■ **Prompt**:
Please lay out the listing below as a Markdown table with two columns, Row and Line, numbering every line in order and omitting any blank lines.
[start]
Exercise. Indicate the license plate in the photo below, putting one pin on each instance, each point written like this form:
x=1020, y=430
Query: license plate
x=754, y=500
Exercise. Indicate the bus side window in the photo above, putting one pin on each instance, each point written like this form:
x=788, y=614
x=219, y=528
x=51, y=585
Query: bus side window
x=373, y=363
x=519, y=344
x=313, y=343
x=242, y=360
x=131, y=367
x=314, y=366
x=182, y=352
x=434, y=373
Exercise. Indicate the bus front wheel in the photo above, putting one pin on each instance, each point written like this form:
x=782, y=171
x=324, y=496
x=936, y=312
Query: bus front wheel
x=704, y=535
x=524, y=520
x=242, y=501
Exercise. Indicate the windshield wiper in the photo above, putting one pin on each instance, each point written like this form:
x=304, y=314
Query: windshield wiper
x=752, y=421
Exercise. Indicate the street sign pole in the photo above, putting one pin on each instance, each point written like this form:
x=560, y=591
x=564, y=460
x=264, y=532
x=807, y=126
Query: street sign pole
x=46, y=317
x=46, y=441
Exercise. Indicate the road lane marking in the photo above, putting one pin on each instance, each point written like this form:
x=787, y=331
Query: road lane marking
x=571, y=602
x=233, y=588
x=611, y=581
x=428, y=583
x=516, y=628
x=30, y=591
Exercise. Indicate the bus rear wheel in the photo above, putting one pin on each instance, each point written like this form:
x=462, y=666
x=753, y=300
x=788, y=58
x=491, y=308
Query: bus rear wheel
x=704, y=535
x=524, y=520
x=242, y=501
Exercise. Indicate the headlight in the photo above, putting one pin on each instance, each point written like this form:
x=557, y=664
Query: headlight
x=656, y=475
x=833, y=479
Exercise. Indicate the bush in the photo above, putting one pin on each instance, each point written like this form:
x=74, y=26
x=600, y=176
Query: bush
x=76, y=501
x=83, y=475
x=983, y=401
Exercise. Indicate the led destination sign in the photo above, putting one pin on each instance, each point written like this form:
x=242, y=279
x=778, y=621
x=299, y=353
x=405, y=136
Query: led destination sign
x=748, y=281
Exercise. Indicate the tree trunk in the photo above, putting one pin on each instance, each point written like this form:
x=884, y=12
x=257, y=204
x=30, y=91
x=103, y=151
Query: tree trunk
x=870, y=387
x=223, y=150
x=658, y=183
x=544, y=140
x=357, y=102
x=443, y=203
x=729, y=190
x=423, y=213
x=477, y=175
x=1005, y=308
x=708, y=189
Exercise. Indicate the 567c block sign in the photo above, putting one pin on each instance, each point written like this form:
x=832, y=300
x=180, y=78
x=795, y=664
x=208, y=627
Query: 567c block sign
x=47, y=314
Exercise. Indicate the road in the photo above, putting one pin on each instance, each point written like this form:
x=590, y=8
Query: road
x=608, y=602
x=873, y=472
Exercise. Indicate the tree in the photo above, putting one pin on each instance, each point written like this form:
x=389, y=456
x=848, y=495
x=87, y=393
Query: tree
[end]
■ **Full response**:
| Row | Line |
|---|---|
| 1 | Exercise. Indicate the license plate in the photo below, putting one pin on each instance, each point written like this form: |
| 2 | x=1020, y=430 |
| 3 | Query: license plate |
| 4 | x=754, y=500 |
| 5 | Exercise. Indicate the bus side window in the photo above, putting one pin on each instance, each point written like this form: |
| 6 | x=788, y=614 |
| 7 | x=219, y=528 |
| 8 | x=51, y=585 |
| 9 | Query: bus side window |
| 10 | x=373, y=363 |
| 11 | x=519, y=344 |
| 12 | x=313, y=343 |
| 13 | x=242, y=360 |
| 14 | x=131, y=367 |
| 15 | x=314, y=366 |
| 16 | x=182, y=352 |
| 17 | x=434, y=373 |
| 18 | Exercise. Indicate the bus front wheel in the photo above, putting one pin on each instance, each point written like this form: |
| 19 | x=782, y=171 |
| 20 | x=324, y=496 |
| 21 | x=936, y=312 |
| 22 | Query: bus front wheel |
| 23 | x=704, y=535 |
| 24 | x=524, y=520 |
| 25 | x=242, y=501 |
| 26 | Exercise. Indicate the windshield wiper in the photo above, putting one pin on each instance, each point written like this form: |
| 27 | x=304, y=314 |
| 28 | Query: windshield wiper |
| 29 | x=752, y=421 |
| 30 | Exercise. Indicate the street sign pole in the photo above, putting one pin on each instance, each point written like this form: |
| 31 | x=560, y=591 |
| 32 | x=564, y=460 |
| 33 | x=264, y=532 |
| 34 | x=807, y=126 |
| 35 | Query: street sign pole |
| 36 | x=46, y=317 |
| 37 | x=46, y=441 |
| 38 | Exercise. Indicate the road lane marking in the photo above, putting one pin on each instance, each point written like this form: |
| 39 | x=787, y=331 |
| 40 | Query: road lane marking |
| 41 | x=571, y=602 |
| 42 | x=233, y=588 |
| 43 | x=611, y=581 |
| 44 | x=428, y=583 |
| 45 | x=516, y=628 |
| 46 | x=30, y=591 |
| 47 | Exercise. Indicate the bus rear wheel in the photo above, putting one pin on each instance, each point written like this form: |
| 48 | x=462, y=666 |
| 49 | x=753, y=300 |
| 50 | x=788, y=58 |
| 51 | x=491, y=308 |
| 52 | Query: bus rear wheel |
| 53 | x=704, y=535 |
| 54 | x=524, y=520 |
| 55 | x=242, y=501 |
| 56 | Exercise. Indicate the headlight in the photo above, putting one pin on each instance, each point written like this form: |
| 57 | x=557, y=664 |
| 58 | Query: headlight |
| 59 | x=656, y=475 |
| 60 | x=833, y=479 |
| 61 | Exercise. Indicate the bush in the photo above, putting one pin on each instance, each point written like this form: |
| 62 | x=74, y=26 |
| 63 | x=600, y=176 |
| 64 | Query: bush |
| 65 | x=76, y=501 |
| 66 | x=83, y=475 |
| 67 | x=983, y=401 |
| 68 | Exercise. Indicate the led destination sign in the photo above, putting one pin on each instance, each point written like this form: |
| 69 | x=242, y=279 |
| 70 | x=778, y=621 |
| 71 | x=299, y=353 |
| 72 | x=405, y=136 |
| 73 | Query: led destination sign |
| 74 | x=748, y=281 |
| 75 | Exercise. Indicate the tree trunk in the photo above, putting one pin on each instance, each point written like this form: |
| 76 | x=884, y=12 |
| 77 | x=257, y=204 |
| 78 | x=30, y=91 |
| 79 | x=103, y=151 |
| 80 | Query: tree trunk |
| 81 | x=870, y=387 |
| 82 | x=223, y=150 |
| 83 | x=658, y=183 |
| 84 | x=544, y=140 |
| 85 | x=357, y=102 |
| 86 | x=443, y=203 |
| 87 | x=729, y=190 |
| 88 | x=423, y=213 |
| 89 | x=477, y=175 |
| 90 | x=1005, y=308 |
| 91 | x=708, y=189 |
| 92 | Exercise. Indicate the 567c block sign in the photo above, putting one pin on each instance, each point written like this form: |
| 93 | x=832, y=300 |
| 94 | x=180, y=78 |
| 95 | x=795, y=664 |
| 96 | x=208, y=627 |
| 97 | Query: 567c block sign |
| 98 | x=47, y=314 |
| 99 | Exercise. Indicate the road in the photo above, putting one pin on each instance, each point written like this form: |
| 100 | x=590, y=8 |
| 101 | Query: road |
| 102 | x=608, y=602 |
| 103 | x=873, y=472 |
| 104 | Exercise. Indicate the tree in the photo above, putting one pin on each instance, each point written like this form: |
| 105 | x=389, y=456 |
| 106 | x=848, y=495 |
| 107 | x=87, y=393 |
| 108 | Query: tree |